■ Saved data entries:
______________________________

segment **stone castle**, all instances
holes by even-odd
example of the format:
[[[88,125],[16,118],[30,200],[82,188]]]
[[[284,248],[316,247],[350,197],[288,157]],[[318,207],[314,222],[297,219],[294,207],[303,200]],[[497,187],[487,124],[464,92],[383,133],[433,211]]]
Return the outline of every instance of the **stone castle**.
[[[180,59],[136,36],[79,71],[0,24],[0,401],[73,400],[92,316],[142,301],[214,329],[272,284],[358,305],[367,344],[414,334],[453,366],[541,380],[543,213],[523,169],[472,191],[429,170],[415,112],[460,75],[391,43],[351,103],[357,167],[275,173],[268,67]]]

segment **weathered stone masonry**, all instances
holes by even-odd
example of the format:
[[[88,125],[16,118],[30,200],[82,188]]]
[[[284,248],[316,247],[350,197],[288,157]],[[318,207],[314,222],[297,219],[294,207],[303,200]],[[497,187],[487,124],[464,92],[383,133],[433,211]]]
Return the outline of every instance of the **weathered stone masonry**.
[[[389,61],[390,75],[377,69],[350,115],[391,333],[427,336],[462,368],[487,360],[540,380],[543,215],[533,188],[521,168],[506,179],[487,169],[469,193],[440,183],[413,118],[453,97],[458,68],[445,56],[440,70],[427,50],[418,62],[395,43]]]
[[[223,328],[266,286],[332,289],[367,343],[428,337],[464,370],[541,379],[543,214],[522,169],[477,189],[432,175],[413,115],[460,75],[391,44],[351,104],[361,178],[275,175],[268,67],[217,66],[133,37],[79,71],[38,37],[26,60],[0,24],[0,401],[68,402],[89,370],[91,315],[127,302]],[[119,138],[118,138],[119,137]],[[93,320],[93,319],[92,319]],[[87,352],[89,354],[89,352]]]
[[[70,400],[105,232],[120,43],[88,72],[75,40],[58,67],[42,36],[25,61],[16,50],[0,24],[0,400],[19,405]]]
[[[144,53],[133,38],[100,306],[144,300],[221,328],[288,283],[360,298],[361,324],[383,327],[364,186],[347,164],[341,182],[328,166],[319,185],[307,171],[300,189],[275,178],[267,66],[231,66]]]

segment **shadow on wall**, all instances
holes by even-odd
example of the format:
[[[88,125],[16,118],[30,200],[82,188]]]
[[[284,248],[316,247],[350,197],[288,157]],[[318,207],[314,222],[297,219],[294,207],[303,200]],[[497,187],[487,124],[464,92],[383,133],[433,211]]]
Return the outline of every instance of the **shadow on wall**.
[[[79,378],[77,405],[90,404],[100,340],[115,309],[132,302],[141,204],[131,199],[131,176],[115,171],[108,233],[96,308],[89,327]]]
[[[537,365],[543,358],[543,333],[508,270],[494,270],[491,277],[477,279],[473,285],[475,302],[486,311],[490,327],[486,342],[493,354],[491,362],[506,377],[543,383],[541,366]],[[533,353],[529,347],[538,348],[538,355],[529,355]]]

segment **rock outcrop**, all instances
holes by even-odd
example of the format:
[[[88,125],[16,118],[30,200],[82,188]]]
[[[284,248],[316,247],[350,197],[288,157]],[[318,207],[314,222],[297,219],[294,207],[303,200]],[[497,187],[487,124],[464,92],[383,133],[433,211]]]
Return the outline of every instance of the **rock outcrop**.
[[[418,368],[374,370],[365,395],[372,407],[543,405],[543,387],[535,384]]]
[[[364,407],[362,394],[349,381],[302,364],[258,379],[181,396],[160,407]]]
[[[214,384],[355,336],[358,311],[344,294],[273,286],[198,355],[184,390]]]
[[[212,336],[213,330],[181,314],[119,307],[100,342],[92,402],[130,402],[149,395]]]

______________________________

■ What you are asked to do: Output the records above in their entirety, exactly.

■ Right answer:
segment **stone castle**, all instances
holes by even-odd
example of the format:
[[[88,125],[16,118],[30,200],[82,188]]]
[[[284,248],[316,247],[350,197],[288,157]],[[318,207],[314,222],[297,219],[294,207],[303,200]],[[497,187],[487,124],[464,92],[383,133],[433,211]]]
Return the outline of every instance of the **stone castle**.
[[[180,59],[136,36],[79,71],[0,24],[0,401],[73,400],[92,316],[142,301],[214,329],[272,284],[358,305],[367,344],[414,334],[453,366],[541,380],[543,213],[523,169],[472,191],[429,170],[415,112],[460,75],[391,43],[351,103],[357,167],[275,173],[268,67]]]

segment **weathered stone masonry**, all instances
holes by even-odd
example of the format:
[[[88,125],[16,118],[30,200],[82,188]]]
[[[284,248],[316,247],[350,197],[288,157]],[[318,207],[314,222],[297,219],[294,207],[303,200]],[[497,187],[487,124],[464,92],[383,133],[433,211]]]
Return the outline of every instance of the **weathered stone masonry**.
[[[389,61],[390,75],[377,69],[350,115],[391,333],[427,336],[462,368],[487,360],[540,380],[543,215],[533,188],[521,168],[506,179],[487,169],[469,193],[440,183],[413,118],[453,97],[458,68],[445,56],[440,70],[427,50],[418,62],[395,43]]]
[[[223,328],[266,286],[332,289],[367,343],[428,337],[464,370],[541,379],[543,214],[522,169],[477,189],[432,175],[413,115],[460,75],[391,44],[351,104],[361,178],[275,175],[268,67],[217,66],[133,37],[79,71],[38,37],[26,60],[0,24],[0,401],[68,402],[89,370],[91,315],[127,302]],[[119,138],[118,138],[119,137]],[[93,320],[93,319],[92,319]],[[87,352],[89,354],[89,352]]]
[[[70,400],[105,232],[120,43],[88,72],[75,40],[58,67],[42,36],[25,61],[16,50],[0,24],[0,400],[19,405]]]
[[[144,53],[133,38],[100,306],[144,300],[221,328],[288,283],[360,298],[361,324],[383,327],[364,186],[347,164],[341,182],[328,166],[319,185],[307,171],[300,189],[275,178],[267,66],[231,66]]]

segment **shadow on wall**, all instances
holes by even-odd
example of the format:
[[[88,125],[16,118],[30,200],[82,188]]]
[[[284,248],[316,247],[350,197],[288,157]],[[318,207],[314,222],[297,219],[294,207],[303,200]],[[497,187],[487,124],[464,92],[383,133],[433,211]]]
Return the outline of every instance of the **shadow on wall**.
[[[79,378],[77,405],[90,404],[100,340],[115,309],[132,302],[141,204],[131,199],[131,176],[115,171],[108,233],[96,308],[89,327]]]
[[[537,365],[543,358],[543,333],[508,270],[494,270],[491,277],[477,279],[473,285],[475,302],[486,311],[490,327],[486,342],[493,354],[491,362],[506,377],[543,383],[541,366]],[[533,353],[529,347],[538,348],[538,355],[529,355]]]

segment **rock outcrop**, all instances
holes by even-odd
example of the format:
[[[88,125],[16,118],[30,200],[82,188]]]
[[[284,248],[316,247],[350,197],[288,157]],[[318,207],[314,222],[297,219],[294,207],[303,200]],[[497,187],[487,124],[464,92],[383,133],[433,211]]]
Return the outline of every instance of the **rock outcrop**.
[[[418,368],[374,370],[365,395],[372,407],[543,405],[543,387],[535,384]]]
[[[364,407],[362,394],[349,381],[302,364],[258,379],[181,396],[160,407]]]
[[[214,384],[355,336],[358,311],[344,294],[273,286],[198,355],[184,390]]]
[[[212,336],[213,330],[181,314],[119,307],[100,342],[92,402],[130,402],[149,395]]]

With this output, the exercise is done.